▶ [RECORDS FOR THIS EXERCISE]:
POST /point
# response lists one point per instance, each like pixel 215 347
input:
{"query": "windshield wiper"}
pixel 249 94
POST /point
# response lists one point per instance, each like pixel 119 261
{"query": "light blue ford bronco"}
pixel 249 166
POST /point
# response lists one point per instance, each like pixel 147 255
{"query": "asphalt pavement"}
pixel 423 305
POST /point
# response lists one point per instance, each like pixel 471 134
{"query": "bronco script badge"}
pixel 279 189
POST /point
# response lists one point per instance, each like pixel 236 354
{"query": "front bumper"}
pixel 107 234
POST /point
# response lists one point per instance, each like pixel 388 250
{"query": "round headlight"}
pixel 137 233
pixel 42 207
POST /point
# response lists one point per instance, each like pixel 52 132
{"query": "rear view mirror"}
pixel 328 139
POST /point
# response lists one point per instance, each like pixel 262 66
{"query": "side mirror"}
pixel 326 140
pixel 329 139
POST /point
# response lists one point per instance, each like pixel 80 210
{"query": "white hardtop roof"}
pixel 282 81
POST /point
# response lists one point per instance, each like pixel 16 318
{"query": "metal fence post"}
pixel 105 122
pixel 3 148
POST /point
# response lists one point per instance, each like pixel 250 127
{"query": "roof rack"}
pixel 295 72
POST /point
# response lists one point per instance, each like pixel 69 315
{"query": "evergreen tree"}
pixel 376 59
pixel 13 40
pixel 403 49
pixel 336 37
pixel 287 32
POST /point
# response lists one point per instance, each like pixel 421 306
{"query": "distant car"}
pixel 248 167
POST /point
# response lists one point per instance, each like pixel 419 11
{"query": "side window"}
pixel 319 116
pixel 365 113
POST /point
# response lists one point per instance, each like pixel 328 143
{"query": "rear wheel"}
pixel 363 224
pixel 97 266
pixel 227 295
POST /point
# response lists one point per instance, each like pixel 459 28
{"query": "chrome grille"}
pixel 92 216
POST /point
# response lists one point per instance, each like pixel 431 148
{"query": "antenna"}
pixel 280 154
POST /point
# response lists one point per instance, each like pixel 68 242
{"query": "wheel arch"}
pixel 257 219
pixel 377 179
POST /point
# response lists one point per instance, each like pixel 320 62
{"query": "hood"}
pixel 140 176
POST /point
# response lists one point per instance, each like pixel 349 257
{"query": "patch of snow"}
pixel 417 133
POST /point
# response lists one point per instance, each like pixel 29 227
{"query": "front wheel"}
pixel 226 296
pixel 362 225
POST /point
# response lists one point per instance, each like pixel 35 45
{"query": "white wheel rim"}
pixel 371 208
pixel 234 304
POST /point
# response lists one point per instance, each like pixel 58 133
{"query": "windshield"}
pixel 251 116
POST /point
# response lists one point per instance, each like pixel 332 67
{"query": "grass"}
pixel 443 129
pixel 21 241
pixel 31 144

▶ [AIM OF THE EXERCISE]: Which lines in the rows above contain the string "front"? Copy each of them in full, and treat uppercase and lowercase as distinct.

▶ [COMPLETED TASK]:
{"query": "front bumper"}
{"query": "front wheel"}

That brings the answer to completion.